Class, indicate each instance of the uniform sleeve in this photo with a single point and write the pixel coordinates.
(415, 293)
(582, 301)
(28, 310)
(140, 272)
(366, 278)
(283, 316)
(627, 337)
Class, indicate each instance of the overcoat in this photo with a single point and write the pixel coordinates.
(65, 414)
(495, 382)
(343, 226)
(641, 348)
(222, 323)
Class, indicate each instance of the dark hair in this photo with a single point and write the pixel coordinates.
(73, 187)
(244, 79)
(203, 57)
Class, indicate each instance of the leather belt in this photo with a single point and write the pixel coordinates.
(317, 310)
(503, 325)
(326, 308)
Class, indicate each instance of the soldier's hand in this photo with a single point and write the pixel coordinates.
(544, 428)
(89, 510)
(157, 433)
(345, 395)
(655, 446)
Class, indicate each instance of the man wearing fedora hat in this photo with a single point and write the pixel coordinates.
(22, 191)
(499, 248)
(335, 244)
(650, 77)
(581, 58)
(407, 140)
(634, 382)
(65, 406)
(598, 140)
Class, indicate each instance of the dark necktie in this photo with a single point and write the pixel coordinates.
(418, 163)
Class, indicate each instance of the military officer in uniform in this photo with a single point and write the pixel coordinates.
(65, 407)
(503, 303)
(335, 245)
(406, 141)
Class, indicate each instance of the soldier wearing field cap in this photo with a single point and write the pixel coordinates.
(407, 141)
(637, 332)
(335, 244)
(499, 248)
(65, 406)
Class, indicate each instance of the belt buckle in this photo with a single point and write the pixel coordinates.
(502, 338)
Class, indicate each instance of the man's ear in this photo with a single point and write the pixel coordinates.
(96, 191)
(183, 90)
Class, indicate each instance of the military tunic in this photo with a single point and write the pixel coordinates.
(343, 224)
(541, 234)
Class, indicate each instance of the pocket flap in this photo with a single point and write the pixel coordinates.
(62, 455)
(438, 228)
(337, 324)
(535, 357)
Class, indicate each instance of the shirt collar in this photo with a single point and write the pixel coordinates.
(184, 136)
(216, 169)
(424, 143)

+-------+

## Job
Using the exact wording, write out all of the records.

## Expected answer
Class, indicate each instance of the uniform sleeve in this photo with a single point and write the pixel coordinates.
(415, 293)
(582, 301)
(28, 310)
(140, 272)
(366, 278)
(283, 316)
(627, 337)
Class, indicate each instance of the overcoat in this photo with a single point and write the pixel coordinates.
(65, 414)
(495, 382)
(343, 226)
(641, 348)
(222, 323)
Class, indicate each instance of the dark hair in this photo with a single point and write the pixel coordinates.
(73, 187)
(244, 79)
(203, 57)
Class, indicate each instance of the leather belt in this photo with a single point and write the pixel coordinates.
(317, 310)
(503, 325)
(326, 308)
Class, indicate each instance of the soldier's hand in this photo with a single point and write the pixel coordinates.
(544, 428)
(89, 510)
(157, 433)
(345, 395)
(655, 446)
Class, indicate each instance of the man wearing fedora hat in this photo with a single point and write the pixel coordinates.
(22, 191)
(499, 248)
(335, 244)
(650, 77)
(581, 58)
(407, 140)
(634, 382)
(65, 406)
(598, 140)
Class, indicate each instance of the dark necktie in this photo with a single point and write the pixel coordinates.
(418, 163)
Class, indicate each instance of the military officer in uniform in this photo with a single point and write the pixel coordinates.
(65, 407)
(503, 303)
(335, 245)
(406, 141)
Class, indicate each instance of the soldier wearing field cap in this photo with a single point and write the pixel coordinates.
(407, 141)
(637, 332)
(335, 244)
(499, 248)
(65, 406)
Class, indicate each instance of the belt buckle in this photo with a single point and write the pixel coordinates.
(502, 338)
Class, indicate each instance of the man's ear in this photo with a single point and write the pixel coordinates.
(96, 191)
(183, 90)
Class, indicate each instance of the military tunic in this photo with a single point and write the pixel coordinates.
(343, 224)
(541, 234)
Class, indicate each instance of the pocket flap in this photo with a single point and write the pixel coordinates.
(62, 455)
(438, 228)
(337, 324)
(535, 357)
Class, indicate each instance of the shirt collar in this photo with a single point and write the pixel coordinates.
(184, 136)
(216, 169)
(424, 143)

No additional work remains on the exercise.